BRIEF = Please return, with no alterations, the lines below from the very first through the one that contains "One point belongs to each instance of the copper".

Records contained in a dataset
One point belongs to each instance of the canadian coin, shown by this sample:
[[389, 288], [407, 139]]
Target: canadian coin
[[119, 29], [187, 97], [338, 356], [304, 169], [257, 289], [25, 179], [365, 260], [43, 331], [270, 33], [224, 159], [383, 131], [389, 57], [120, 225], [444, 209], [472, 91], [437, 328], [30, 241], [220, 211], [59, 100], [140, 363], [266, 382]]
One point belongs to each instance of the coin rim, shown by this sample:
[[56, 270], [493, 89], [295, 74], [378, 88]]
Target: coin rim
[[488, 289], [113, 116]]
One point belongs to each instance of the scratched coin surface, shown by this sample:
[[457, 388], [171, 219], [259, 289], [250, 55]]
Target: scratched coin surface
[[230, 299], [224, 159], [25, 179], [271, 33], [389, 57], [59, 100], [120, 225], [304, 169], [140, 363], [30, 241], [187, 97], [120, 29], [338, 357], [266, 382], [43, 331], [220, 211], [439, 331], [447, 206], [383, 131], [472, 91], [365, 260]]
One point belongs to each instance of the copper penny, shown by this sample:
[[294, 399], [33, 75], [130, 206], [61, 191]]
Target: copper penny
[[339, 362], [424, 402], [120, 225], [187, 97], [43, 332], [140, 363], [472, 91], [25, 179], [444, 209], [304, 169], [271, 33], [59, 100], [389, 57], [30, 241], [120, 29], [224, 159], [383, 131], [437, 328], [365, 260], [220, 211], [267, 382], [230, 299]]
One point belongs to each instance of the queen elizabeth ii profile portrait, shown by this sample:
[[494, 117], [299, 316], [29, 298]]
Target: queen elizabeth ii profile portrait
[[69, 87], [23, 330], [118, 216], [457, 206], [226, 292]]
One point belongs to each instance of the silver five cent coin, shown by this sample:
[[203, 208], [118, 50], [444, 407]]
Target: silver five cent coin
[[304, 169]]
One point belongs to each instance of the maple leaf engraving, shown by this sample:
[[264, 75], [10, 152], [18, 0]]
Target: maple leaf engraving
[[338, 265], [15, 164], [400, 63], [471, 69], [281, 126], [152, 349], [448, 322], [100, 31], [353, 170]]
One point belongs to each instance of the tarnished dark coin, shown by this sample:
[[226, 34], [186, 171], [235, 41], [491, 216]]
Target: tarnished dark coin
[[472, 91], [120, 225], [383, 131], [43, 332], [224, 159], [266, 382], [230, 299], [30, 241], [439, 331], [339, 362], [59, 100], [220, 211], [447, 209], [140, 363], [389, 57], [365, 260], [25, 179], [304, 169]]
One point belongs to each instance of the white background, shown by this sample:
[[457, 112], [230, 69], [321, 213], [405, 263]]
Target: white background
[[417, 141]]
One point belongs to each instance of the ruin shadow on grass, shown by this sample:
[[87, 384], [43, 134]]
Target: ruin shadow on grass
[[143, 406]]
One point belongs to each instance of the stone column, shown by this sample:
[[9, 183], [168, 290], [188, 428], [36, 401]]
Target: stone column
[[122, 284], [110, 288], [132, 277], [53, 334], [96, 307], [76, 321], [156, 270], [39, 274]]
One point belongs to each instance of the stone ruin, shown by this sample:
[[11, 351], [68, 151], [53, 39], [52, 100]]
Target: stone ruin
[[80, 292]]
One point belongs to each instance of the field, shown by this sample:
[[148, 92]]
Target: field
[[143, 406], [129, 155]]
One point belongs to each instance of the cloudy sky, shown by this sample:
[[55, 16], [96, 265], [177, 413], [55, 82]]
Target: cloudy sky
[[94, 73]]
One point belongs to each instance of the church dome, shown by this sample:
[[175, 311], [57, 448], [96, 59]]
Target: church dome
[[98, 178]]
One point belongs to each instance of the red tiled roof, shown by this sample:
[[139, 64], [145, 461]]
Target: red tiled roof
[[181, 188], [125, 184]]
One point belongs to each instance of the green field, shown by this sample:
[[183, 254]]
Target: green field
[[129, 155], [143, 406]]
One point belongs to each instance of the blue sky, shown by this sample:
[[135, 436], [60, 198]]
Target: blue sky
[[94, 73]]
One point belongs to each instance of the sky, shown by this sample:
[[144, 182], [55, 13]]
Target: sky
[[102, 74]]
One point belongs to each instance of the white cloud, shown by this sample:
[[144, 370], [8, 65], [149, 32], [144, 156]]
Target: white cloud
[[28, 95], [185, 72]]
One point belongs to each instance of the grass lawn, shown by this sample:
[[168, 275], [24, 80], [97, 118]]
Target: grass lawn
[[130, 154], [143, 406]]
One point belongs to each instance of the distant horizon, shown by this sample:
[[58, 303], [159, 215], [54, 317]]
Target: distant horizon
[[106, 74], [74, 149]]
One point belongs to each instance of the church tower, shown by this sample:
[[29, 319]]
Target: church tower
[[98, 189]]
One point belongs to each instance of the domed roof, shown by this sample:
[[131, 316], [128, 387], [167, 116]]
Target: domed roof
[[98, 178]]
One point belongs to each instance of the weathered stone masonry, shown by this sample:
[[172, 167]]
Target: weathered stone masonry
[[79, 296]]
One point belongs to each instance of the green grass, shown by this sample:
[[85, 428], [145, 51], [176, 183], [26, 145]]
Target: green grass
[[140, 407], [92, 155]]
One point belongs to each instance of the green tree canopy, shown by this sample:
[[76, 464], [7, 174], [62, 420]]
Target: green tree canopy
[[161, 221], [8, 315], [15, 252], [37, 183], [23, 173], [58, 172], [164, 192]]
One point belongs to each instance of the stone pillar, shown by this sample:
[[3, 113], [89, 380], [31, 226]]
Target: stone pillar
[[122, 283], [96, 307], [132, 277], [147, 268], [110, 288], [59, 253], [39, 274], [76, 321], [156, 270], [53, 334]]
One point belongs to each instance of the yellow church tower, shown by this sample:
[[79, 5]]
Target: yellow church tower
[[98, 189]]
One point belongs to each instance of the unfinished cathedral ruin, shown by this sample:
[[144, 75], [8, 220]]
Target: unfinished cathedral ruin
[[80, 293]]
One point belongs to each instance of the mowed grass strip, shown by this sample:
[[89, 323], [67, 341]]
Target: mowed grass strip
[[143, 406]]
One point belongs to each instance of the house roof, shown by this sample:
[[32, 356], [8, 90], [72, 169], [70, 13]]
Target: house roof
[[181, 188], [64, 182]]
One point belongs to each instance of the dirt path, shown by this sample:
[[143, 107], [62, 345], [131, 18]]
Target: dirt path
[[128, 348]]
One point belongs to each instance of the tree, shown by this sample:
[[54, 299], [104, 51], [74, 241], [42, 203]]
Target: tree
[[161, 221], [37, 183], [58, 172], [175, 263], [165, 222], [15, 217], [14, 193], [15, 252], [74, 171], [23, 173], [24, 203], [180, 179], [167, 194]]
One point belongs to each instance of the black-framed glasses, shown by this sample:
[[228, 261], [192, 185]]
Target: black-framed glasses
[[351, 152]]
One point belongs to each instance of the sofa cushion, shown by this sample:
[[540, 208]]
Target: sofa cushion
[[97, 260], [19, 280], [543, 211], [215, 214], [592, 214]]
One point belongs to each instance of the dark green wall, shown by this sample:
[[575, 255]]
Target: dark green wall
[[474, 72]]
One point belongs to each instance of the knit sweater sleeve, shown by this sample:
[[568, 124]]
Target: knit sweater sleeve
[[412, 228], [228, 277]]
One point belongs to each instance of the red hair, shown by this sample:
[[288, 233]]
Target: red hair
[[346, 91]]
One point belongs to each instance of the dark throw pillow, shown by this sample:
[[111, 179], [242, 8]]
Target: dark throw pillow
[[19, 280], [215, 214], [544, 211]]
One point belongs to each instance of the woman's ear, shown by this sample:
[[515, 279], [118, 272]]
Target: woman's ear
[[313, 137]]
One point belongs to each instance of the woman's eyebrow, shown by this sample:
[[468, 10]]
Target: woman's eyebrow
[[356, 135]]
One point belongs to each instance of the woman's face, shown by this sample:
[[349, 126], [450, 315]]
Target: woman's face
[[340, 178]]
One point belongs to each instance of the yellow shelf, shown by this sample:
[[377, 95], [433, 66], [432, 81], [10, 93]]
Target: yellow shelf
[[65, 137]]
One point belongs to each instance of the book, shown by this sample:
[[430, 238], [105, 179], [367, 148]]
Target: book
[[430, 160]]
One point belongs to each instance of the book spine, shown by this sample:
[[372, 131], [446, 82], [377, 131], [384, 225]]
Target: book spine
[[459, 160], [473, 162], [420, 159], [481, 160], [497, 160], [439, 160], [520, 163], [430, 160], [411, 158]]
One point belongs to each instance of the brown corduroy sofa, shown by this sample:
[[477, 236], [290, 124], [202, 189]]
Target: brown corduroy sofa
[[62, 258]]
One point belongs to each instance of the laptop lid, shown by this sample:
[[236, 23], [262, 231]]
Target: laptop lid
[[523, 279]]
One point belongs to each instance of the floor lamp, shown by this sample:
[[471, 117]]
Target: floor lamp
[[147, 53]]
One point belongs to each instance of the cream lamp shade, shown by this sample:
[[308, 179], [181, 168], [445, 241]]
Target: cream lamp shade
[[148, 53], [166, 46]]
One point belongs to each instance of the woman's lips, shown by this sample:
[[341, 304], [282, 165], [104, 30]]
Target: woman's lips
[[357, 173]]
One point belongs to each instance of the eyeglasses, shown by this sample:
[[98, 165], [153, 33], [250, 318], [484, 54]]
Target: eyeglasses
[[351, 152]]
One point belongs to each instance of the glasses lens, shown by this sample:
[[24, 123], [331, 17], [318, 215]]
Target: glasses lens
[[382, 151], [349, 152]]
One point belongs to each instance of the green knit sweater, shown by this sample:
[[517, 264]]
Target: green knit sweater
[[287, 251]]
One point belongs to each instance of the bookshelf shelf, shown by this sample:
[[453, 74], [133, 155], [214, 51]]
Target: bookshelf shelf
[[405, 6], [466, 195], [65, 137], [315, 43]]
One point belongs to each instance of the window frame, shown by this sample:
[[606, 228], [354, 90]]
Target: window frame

ANSWER SPACE =
One point belongs to each instance of the canadian coin, shown by this sample:
[[389, 288], [407, 139]]
Target: canadian coin
[[119, 29], [187, 97], [338, 356], [304, 169], [257, 289], [25, 179], [365, 260], [43, 331], [270, 33], [224, 159], [383, 131], [389, 57], [120, 225], [444, 209], [472, 91], [437, 328], [30, 241], [220, 211], [59, 100], [140, 363], [266, 382]]
One point belongs to each instance of the coin rim, shown by this sample:
[[56, 270], [493, 89], [295, 74], [378, 88]]
Target: coin rim
[[488, 289], [113, 116]]
One point belongs to each instance of the scratched coin surface, shown by this sample:
[[457, 388], [171, 219], [259, 289], [250, 55]]
Target: scratched coin surface
[[230, 299], [224, 159], [25, 179], [271, 33], [389, 57], [59, 100], [120, 225], [304, 169], [140, 363], [30, 241], [187, 97], [120, 29], [338, 357], [266, 382], [43, 331], [220, 211], [439, 331], [447, 206], [383, 131], [472, 91], [365, 260]]
One point belongs to each instance of the copper penny, shown by this sample:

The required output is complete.